**Task item:**
Examine the records and identify each line that includes the string "head". Copy those lines.

**Record set:**
☆ ☆ ☆ ☆ ☆ ☆ ☆

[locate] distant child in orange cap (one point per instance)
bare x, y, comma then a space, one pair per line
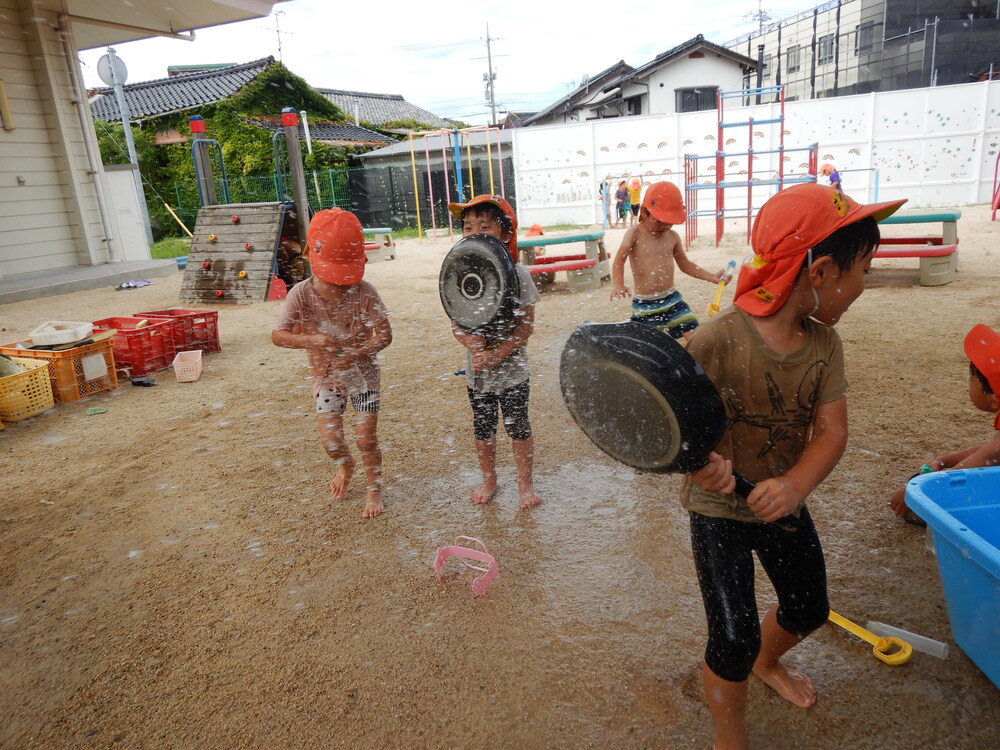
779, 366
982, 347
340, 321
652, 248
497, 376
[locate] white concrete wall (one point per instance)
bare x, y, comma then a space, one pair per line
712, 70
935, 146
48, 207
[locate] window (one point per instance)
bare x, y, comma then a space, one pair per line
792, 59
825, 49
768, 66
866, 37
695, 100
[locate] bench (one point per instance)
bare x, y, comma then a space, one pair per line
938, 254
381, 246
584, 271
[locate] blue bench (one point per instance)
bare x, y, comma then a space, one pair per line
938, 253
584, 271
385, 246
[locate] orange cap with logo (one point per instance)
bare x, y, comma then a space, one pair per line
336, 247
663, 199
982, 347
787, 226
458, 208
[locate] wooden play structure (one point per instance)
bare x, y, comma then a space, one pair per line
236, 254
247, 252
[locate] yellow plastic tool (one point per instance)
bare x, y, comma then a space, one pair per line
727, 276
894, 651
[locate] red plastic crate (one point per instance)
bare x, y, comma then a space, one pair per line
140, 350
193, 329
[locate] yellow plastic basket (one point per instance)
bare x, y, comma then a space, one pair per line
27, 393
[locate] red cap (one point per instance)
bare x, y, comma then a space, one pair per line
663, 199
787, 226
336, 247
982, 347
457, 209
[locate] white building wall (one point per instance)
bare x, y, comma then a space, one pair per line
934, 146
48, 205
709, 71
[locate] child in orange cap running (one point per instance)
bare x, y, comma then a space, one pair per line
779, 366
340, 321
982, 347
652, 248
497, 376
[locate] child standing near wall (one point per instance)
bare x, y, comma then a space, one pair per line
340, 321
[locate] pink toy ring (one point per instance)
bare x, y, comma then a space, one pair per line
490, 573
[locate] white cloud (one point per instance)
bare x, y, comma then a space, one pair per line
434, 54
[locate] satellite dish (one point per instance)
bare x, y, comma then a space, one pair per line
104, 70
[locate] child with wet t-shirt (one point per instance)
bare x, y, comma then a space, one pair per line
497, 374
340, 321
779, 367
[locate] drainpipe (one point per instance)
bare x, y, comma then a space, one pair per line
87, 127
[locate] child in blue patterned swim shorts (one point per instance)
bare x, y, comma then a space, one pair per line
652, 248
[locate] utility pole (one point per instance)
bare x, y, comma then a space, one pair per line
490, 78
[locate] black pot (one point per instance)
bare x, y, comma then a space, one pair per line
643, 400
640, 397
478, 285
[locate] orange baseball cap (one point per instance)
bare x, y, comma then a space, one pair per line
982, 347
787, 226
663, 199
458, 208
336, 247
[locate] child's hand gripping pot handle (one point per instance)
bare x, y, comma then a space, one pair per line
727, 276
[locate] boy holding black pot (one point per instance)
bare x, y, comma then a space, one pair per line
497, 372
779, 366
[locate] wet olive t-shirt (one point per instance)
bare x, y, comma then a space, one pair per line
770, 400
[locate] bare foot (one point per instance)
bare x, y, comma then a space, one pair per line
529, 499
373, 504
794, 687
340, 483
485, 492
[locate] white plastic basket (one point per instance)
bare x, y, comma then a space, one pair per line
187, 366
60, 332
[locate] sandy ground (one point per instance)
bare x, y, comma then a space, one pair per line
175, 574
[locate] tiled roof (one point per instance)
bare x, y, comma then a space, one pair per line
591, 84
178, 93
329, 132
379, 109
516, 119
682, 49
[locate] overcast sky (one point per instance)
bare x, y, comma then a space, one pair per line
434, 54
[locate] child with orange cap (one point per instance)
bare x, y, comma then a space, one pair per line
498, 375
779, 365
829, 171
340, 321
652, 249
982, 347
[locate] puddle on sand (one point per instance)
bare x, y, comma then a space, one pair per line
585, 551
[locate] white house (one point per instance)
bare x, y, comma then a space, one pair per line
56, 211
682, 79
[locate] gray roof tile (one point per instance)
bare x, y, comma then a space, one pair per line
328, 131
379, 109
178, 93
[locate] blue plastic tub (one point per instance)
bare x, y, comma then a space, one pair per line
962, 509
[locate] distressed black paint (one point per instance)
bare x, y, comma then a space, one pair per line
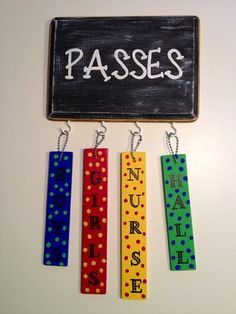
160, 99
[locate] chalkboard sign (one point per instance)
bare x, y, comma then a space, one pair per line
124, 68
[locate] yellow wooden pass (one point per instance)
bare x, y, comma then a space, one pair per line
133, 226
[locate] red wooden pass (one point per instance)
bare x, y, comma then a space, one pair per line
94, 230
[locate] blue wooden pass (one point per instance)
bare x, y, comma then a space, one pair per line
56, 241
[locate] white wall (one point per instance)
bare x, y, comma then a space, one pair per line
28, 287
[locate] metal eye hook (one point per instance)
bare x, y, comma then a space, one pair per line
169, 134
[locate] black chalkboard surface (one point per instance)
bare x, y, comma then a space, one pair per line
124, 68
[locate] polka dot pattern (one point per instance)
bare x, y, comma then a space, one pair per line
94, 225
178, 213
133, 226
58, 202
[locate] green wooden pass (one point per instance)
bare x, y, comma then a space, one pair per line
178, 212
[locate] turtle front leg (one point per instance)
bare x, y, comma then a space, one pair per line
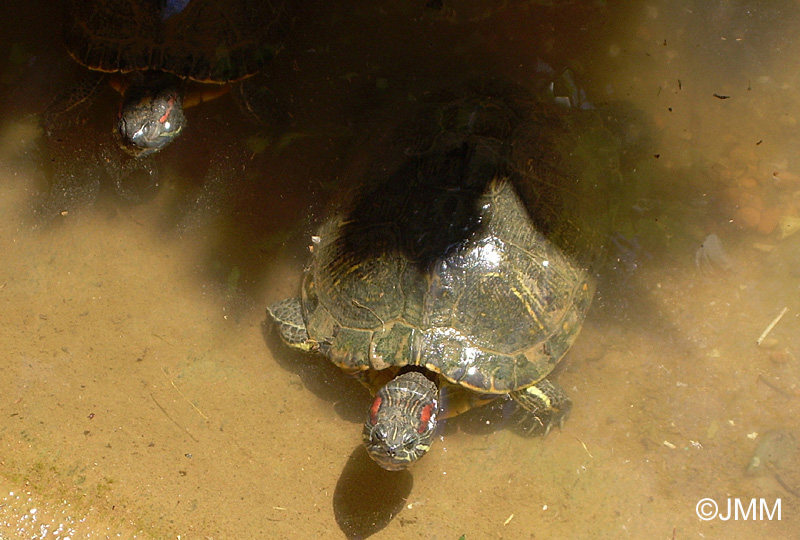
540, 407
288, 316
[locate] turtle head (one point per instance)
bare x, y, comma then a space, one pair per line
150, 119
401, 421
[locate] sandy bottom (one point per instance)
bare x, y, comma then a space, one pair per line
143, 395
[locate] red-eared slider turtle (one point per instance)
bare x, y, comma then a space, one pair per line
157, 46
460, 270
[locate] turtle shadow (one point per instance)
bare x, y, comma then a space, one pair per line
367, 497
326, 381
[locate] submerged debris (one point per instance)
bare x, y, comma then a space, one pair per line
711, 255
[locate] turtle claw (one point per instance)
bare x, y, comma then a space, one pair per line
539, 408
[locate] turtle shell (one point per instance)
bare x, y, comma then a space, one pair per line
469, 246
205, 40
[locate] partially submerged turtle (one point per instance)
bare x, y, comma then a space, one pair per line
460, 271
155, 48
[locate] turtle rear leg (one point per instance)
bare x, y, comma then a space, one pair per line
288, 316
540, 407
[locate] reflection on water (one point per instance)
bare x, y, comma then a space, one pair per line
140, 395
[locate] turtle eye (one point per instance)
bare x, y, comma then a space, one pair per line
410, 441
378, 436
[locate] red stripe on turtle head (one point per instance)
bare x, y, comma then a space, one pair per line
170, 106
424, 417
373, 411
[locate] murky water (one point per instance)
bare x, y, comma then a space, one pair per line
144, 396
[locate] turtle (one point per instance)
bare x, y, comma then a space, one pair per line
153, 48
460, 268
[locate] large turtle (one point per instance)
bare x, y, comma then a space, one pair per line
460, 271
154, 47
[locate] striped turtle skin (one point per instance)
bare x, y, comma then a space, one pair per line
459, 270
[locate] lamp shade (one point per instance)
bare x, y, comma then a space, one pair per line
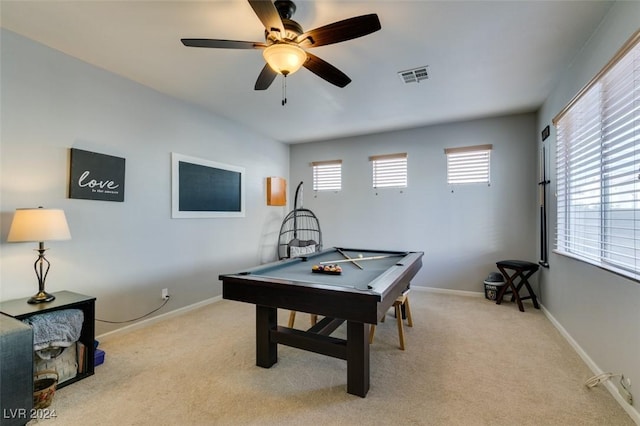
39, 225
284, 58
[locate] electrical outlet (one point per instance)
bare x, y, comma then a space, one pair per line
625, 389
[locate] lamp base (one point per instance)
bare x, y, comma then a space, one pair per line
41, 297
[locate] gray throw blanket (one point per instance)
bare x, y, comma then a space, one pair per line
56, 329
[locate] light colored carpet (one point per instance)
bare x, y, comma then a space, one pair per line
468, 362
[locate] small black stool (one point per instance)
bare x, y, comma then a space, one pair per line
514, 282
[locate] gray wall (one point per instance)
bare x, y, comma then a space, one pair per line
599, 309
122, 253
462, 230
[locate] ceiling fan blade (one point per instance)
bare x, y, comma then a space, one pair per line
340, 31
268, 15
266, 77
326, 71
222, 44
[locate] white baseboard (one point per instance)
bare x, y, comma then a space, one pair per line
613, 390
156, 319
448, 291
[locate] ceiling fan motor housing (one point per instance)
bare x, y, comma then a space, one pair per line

☆ ☆ ☆ ☆ ☆ ☆ ☆

**Answer section:**
[locate] turtle head (one point per instance)
[locate] red stripe on turtle head (one point per instance)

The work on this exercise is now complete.